Work request -
Output every entry below exactly, without its pictures.

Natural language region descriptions
──────────────────────────────

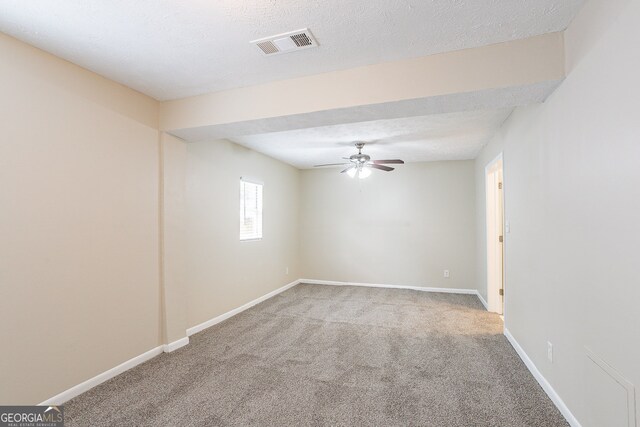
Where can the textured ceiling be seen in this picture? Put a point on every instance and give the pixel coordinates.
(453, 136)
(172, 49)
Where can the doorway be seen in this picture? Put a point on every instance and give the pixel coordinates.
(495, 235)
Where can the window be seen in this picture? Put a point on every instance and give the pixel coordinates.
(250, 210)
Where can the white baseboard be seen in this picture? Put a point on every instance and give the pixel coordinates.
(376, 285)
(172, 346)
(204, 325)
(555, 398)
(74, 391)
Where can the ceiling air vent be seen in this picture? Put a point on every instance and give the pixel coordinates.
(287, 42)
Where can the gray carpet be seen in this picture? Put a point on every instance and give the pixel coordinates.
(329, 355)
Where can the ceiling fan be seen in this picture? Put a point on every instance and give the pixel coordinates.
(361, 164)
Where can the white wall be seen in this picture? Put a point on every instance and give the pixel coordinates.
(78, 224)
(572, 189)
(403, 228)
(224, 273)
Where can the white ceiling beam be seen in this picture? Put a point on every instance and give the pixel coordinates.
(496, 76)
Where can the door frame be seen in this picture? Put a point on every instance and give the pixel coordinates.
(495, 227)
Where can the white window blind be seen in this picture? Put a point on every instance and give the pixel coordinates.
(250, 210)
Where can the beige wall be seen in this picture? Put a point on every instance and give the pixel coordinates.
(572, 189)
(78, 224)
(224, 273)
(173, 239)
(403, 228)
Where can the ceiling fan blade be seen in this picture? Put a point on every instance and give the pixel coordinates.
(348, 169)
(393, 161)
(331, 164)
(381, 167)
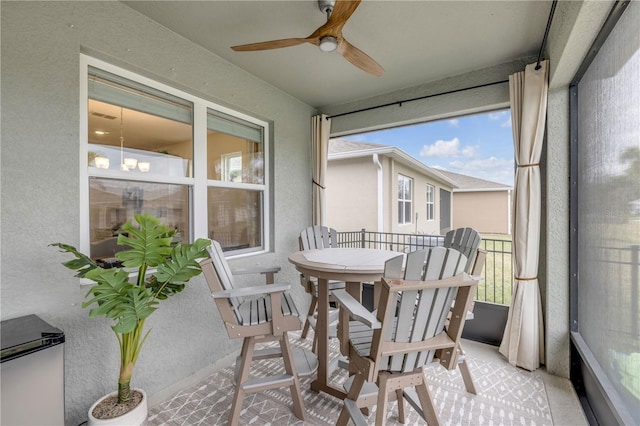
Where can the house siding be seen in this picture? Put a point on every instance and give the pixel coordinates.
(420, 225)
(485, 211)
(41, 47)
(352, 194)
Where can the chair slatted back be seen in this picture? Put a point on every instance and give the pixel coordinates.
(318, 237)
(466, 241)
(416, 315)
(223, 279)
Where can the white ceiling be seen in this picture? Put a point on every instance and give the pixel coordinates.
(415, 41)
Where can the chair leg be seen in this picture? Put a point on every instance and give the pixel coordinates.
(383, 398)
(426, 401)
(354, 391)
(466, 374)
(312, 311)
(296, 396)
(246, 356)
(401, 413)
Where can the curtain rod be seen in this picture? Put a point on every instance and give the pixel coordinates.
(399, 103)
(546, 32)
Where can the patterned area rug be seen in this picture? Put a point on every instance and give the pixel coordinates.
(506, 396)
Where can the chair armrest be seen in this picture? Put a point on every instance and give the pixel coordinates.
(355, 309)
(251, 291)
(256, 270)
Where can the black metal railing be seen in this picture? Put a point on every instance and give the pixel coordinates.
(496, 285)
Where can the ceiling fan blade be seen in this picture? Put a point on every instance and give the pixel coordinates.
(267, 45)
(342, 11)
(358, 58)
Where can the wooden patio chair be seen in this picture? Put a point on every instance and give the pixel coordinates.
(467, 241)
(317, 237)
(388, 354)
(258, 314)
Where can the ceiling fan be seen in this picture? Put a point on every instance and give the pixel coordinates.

──────────────────────────────

Response to the exercise -
Where can the textured ceiling be seen in this picture? Put a point on every instance and give the pixel coordinates.
(453, 136)
(172, 49)
Where can the doorway be seen in this picture? Put a point on every instance and give the pixel coordinates.
(495, 235)
Where can the window be seen in this picture? Put a point on every instance and give the pixel coordinates.
(250, 210)
Where can the white baseboard be seen in this picture? Put a point on every instance and give the pixel coordinates.
(376, 285)
(172, 346)
(204, 325)
(555, 398)
(74, 391)
Where can the ceiling air vent be seen in this picture? Put a point on every instance and give the pixel coordinates.
(287, 42)
Where can the gray carpet be seen in this picture? Put a point on every instance and give the pixel coordinates.
(329, 355)
Where can the ceiling fan be seen in this picture? Put a point on every instance and give the pixel coordinates.
(361, 164)
Where can the white wall be seen in this picture? Put a point on every instance and give the pixel coordinates.
(78, 224)
(572, 189)
(403, 228)
(224, 273)
Where can the white ceiling beam be seen in this picture? Put a point on every instance and give the pixel coordinates.
(496, 76)
Where can the door frame be seen in this picture? Put a point on every instance and give the pixel coordinates.
(495, 227)
Where can the white window blind be seen in this picture? Put a point on every instance and give the pixel coordinates.
(250, 210)
Where can the beige wall be seen in this picture? Put a point on every instance and give the pixel coordinates.
(572, 189)
(78, 224)
(224, 273)
(173, 239)
(403, 228)
Where can the ceiling fan blade be seen in this picture? Put a point on every instance and give the pixel coordinates.
(348, 169)
(393, 161)
(331, 164)
(381, 167)
Where can the house siding be seen in this picture? Put a point on every instance and give the pixel coordinates.
(420, 225)
(485, 211)
(41, 47)
(352, 194)
Where can the chair slatted back be seen in this picture? Put a point on every instance and give the pixel coordinates.
(318, 237)
(466, 241)
(416, 315)
(223, 279)
Where can the white ceiling be seen in this picture? Put a point on every instance and give the pixel coordinates.
(415, 41)
Where can the chair leg be seen in this picture? Put a point on every instance and give the pixel coordinates.
(383, 398)
(426, 401)
(354, 391)
(466, 374)
(312, 311)
(296, 396)
(246, 356)
(401, 413)
Where can the curtain rod be seen in this picture? Put a point on every instance and give the pixel coordinates.
(399, 103)
(546, 32)
Where can the patterned area rug be seen in this picture? Put a point on every instance and give the pixel coordinates.
(506, 396)
Where can the chair armrest be seen in this picture? Put a point on every instance and give the pixel coordinates.
(355, 309)
(251, 291)
(256, 270)
Where can the black metal railing be seen in this picture? Put a point on every instance and give the pixel coordinates.
(496, 285)
Where can the ceiling fan blade be seen in this picture? Put a point on every instance and give the pixel coordinates.
(267, 45)
(342, 11)
(358, 58)
Where can the wooden patio chair be seen in this picture? Put a point on every instance and give the pixel coordinates.
(467, 241)
(317, 237)
(388, 354)
(258, 314)
Where can the ceiling fan be seen in this picture? Put a point on every instance and give the pixel coordinates.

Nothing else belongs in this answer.